** Dataset **
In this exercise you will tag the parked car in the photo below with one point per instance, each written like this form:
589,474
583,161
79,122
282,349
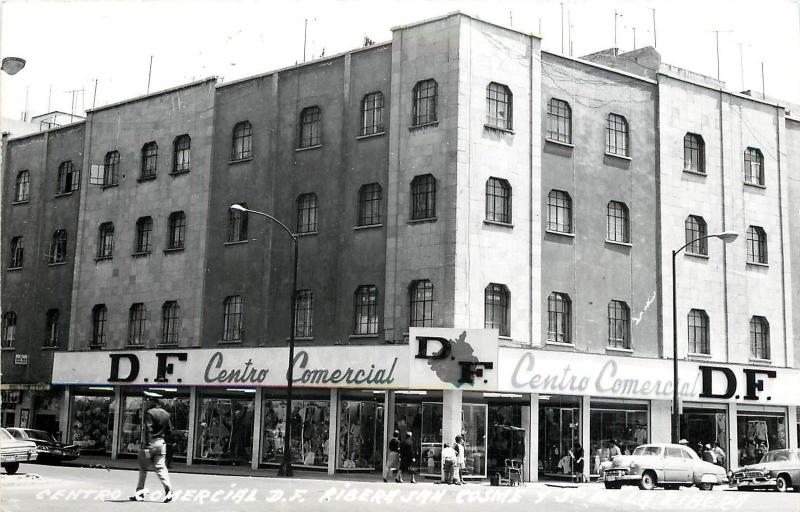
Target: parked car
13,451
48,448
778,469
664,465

---

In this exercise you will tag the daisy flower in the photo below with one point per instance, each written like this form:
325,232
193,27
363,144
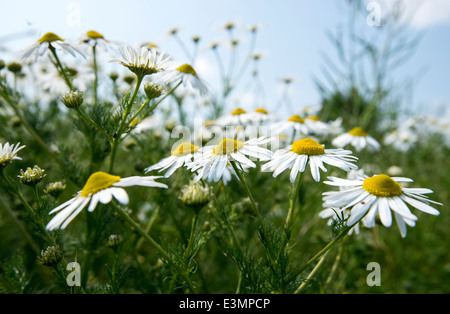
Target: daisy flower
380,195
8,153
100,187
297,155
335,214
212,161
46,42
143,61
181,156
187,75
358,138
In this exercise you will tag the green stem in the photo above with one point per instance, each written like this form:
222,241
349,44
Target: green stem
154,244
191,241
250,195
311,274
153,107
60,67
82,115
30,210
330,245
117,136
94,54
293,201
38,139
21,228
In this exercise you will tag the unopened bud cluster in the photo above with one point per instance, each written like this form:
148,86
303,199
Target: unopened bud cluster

** What is asked **
Copy the lines above exactly, starting at the line that contains "In this exercise you will tag the daisy" and ending after the line that contains "Target: unopened bud cluster". Leave the pictures out of your copy.

** Output of the task **
In this exercise you will tag the daisy flower in the photo below with one point per instance, each written like this form:
325,232
193,27
363,144
Target: daisy flower
380,195
8,153
100,187
297,155
335,214
212,161
46,42
143,61
181,156
187,75
358,138
In this exercise you will tag the green stem in the photo above with one point per instance, each written like this form:
222,241
349,44
Target: green stem
154,244
191,241
250,195
311,274
153,107
60,67
82,115
30,210
330,245
117,136
94,54
293,201
38,139
21,228
In this exercise you will tag the unopened bud cluster in the photo above with one point per instance, each written like this form:
148,86
303,199
Target: unopened bud cluster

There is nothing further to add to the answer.